Object point labels
[START]

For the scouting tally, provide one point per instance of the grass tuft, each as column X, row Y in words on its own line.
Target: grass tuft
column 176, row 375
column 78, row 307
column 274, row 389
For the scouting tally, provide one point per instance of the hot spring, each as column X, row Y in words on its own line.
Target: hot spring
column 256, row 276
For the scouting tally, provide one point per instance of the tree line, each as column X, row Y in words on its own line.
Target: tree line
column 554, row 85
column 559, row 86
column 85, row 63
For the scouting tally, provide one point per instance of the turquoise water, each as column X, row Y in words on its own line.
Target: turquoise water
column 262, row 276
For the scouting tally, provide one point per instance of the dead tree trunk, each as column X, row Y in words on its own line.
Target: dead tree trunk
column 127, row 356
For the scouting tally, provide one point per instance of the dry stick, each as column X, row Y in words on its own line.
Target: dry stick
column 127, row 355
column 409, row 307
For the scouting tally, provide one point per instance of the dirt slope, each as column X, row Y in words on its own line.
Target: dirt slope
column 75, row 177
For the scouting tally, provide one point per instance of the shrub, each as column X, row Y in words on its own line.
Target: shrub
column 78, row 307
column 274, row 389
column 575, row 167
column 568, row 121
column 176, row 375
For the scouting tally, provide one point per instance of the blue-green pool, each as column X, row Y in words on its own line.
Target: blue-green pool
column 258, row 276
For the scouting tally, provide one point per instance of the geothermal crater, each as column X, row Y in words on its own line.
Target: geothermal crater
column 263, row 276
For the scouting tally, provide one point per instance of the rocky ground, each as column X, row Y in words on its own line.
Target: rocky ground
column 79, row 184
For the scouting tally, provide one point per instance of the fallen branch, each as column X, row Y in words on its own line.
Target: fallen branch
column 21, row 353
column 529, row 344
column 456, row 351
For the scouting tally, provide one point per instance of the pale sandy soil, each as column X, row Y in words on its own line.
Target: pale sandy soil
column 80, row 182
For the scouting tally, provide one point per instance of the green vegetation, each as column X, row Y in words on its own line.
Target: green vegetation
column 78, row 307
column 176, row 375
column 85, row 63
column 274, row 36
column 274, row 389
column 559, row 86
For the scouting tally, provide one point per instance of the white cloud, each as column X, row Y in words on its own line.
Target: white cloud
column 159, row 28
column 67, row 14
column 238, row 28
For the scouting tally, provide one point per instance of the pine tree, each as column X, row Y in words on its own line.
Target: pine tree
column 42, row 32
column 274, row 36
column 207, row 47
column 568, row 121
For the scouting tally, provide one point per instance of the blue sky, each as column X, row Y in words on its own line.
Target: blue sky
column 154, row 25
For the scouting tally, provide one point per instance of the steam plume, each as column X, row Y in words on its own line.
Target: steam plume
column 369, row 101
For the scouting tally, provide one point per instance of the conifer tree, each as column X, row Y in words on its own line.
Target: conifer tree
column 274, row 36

[END]

The exercise: Copy the items above word for word, starting at the line that contains "of the pine" and continuing through the last line of the items.

Expected output:
For the scouting tally, provide one point per instance of the pine tree, each as column X, row Y in words on its own line.
Target: pine tree
column 42, row 32
column 274, row 36
column 207, row 47
column 568, row 121
For the scouting tally, provide one point per instance of the blue sky, each as column X, row Y in words on its own line.
Target: blue sky
column 154, row 25
For the scouting tally, provide one point per instance of the steam plume, each as column X, row Y in words on its own line.
Target: steam plume
column 369, row 101
For the scouting tally, provide one point per instance of the conifer tree, each as column X, row Y in words on its own line.
Target: conifer tree
column 274, row 36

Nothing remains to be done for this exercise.